Given passage -
+ + + + +

I mean, a horse could slam somebody into a wall too, especially in an enclosed space. So…

Tyler  10:09

That’s definitely true.

Randall  10:11

I think I’d keep my horse if it’s just me.

Tyler  10:13

Yeah, unfortunately, even with, let’s see, so, so that they definitely solve the problem with paladins and their horse feature. But if you didn’t want to be a paladin, like let’s say you wanted to be a fighter or something, and you still wanted to fight on a horse, you just have a regular horse in your horse is going to have some number of hit points, I cannot remember what it was in third edition, but it wasn’t a lot. And then you’re going to be level 15, like slaying demons on the plains of hell. And like, someone’s gonna go, “Hey, you’re really hard to kill, but your horse has like 10 hit points and no armor. So I’m just gonna knock your horse down.” And suddenly, you’re out half your class features. So the issue of your mount taking damage has been a problem… basically, forever, and it certainly hasn’t gotten better with fifth edition.

Randall  11:15

It sounds like fifth edition, just would you count one, two paragraphs, right?

Tyler  11:20

Two paragraphs, yeah. two paragraphs in the Playing the Game chapter or the Combat chapter. I should probably remember that off the top of my head at this point. So the… Okay, so let me explain basically how the mounted combat rules work in fifth edition. So you get on your horse, which takes half your movement. Your horse… basically, there’s two ways to handle your mount. Is your mount intelligent? Is your mount not intelligent? Let’s… let’s focus on horses for the time being, and let’s assume that your horse isn’t intelligent. And the the specific word intelligent isn’t especially well explained either, which doesn’t help. So you get on your horse, your horse now shares your initiative and effectively acts on your turn. And you can kind of just trade actions back and forth between yourself and your horse. Your horse can only do certain things while you’re riding it so it can’t attack. So, it’s action options are limited, but you can still use its movement and stuff. So in terms of just like, I want to get around on a horse, it works pretty well. But the things kind of fall off the things kind of go off the rails as soon as you try to attack or anything like that. So I’m going to ask you a trivia question. So, Randall, you said you’ve ridden a horse, yes?

Randall  12:53

No, actually, I’ve never ridden a horse.

Tyler  12:55

Okay. All right. So use your imagination. Can you picture a person riding a horse?

Randall  13:00

I… 100%.

Tyler  13:01

Okay, now, where does a person sit on a horse?

Randall  13:05

Uh… basically mid horse.

Tyler  13:08

Yeah, right? Okay. Now… Now you’re playing D&D. Now, a horse is large, So it takes up a 10 foot by 10 foot square.

Randall  13:16

Makes sense, makes sense.

Tyler  13:17

Now, you are a human. Let’s say your character’s human, you’re medium. So you take a five by five square?

+ + + + +

Task material -
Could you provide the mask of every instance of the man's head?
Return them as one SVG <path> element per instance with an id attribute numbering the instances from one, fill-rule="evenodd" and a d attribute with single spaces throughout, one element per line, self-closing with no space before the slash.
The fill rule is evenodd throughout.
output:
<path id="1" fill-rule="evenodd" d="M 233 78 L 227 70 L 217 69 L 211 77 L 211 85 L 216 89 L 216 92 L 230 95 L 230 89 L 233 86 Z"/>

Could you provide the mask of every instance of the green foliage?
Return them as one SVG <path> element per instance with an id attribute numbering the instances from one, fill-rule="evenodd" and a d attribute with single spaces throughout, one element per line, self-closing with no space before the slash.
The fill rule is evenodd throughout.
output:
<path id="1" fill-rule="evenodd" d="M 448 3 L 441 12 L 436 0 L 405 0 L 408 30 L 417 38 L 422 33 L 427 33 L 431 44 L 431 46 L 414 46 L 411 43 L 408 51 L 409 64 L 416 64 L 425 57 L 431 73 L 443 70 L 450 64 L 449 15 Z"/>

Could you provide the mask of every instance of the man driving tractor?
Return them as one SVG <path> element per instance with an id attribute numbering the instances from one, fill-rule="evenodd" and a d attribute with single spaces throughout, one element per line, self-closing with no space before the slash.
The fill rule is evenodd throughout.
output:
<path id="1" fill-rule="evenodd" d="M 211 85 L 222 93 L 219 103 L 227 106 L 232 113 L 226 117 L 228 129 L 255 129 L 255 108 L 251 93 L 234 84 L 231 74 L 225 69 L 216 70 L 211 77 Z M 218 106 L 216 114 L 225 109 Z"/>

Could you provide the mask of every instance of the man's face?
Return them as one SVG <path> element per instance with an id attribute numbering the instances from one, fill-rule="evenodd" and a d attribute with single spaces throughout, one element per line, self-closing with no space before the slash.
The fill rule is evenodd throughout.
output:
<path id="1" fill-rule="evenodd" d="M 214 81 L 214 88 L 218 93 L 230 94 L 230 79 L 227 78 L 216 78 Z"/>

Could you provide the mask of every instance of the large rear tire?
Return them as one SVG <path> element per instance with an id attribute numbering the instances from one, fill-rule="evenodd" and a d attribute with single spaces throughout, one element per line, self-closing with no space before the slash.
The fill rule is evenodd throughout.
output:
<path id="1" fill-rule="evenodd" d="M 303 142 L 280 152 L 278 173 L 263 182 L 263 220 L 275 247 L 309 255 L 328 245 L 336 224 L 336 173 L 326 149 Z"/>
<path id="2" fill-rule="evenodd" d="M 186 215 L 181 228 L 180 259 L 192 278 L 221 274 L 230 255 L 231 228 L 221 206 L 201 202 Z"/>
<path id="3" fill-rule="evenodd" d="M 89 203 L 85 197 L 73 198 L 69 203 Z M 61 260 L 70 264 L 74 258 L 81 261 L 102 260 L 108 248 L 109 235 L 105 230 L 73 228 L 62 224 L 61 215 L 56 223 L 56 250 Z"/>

+ + + + +

Directions -
1. Write out the records from their very first line through the line containing "233 78 L 227", including both of those lines.
2. Write what comes next in the conversation about mounted combat in D&D, continuing from its final line.

Results in order -
1.
Could you provide the mask of every instance of the man's head?
Return them as one SVG <path> element per instance with an id attribute numbering the instances from one, fill-rule="evenodd" and a d attribute with single spaces throughout, one element per line, self-closing with no space before the slash.
The fill rule is evenodd throughout.
output:
<path id="1" fill-rule="evenodd" d="M 233 78 L 227 70 L 217 69 L 211 77 L 211 85 L 216 89 L 216 92 L 230 95 L 230 89 L 233 86 Z"/>

2.
Randall  13:23

Yeah…

Tyler  13:24

Where do you go on the horse?

Randall  13:26

Well, in reality, you would want to drop an imaginary square that can’t possibly exist because people only move in discrete units. So… I assume I sit on its, you know, back right cheek? Is that…

Tyler  13:41

I mean, that’s one of the options. Like, that… That’s where things get weird! As soon as you get on the horse. Because you don’t stop using the normal movement rules. Like, you… you move into the horse’s space, and you take up one of those four squares on the horse, and you basically float in space relative to the horse right there. The horse could run around in a full circle and you remain in the same position relative to the horse. So if you get on your horse and you’re in the, say southwest square relative to your horse, if your horse turns around and runs to the south, you continue to remain floating in space adjacent to your horse. All of your attacks are made from that square. Your position is treated as in that square. If someone drops a fireball on your horse, they could hit your horses opposite corner and you could be totally fine. You can interpose your horse between yourself and enemies to make it hard for them to attack you. You can use a reach weapon to attack the other side of your horse. Your horse could spin in… in place infinitely fast and burrow a hole into the ground and you just kind of… float there. So this all this all sounds maddening and unimportant, but… Lances are an especially good example of why this doesn’t make any sense. So if you attack a target… if you attack a creature with a lance, and they’re within five feet of you, you suffer disadvantage on the attack. But there are reach weapons so you can attack creatures 10 feet away from you. So effectively, what you can do to use a lance effectively is you can just kind of walk to the other corner of your horse and attack them. Which…

Randall  15:39

I have to… I have to spend five units of movement to switch corners of my horse.

Tyler  15:44

Yes you do.

Randall  15:45

Okay. If I switch, like let’s say, I’m sitting on like, the front right shoulder, and I moved to the back left cheek… do I give up an opportunity attack? Or do I have cover?

Tyler  15:55

You do. You provoke an opportunity attack. For leaning on your horse.

Randall  16:01

Yeah, I mean, that’s, that’s a little bit more in the lean. You moved. I mean, what do we assume? You know? Sure.

Tyler  16:07

You walked five feet to the other side of your horse

Random  16:09

While riding… unless we’re talking about you know, swashbucklers standing on the back of their horse shenanigans here. I yeah, it is leaning, which is part of why this doesn’t make sense.

Randall  16:19

That’s, that is the art that we need, though, right? Like, the answer to this question is like, you constantly have the person, like, leaning like they’re hanging off a sailboat, but it’s actually a horse. And that’s how they ride like, oh, we’ve got to go to the next village. Just… yeah.

Tyler  16:35

Just some kind of weird, like, vertical pole to hang from on the horse.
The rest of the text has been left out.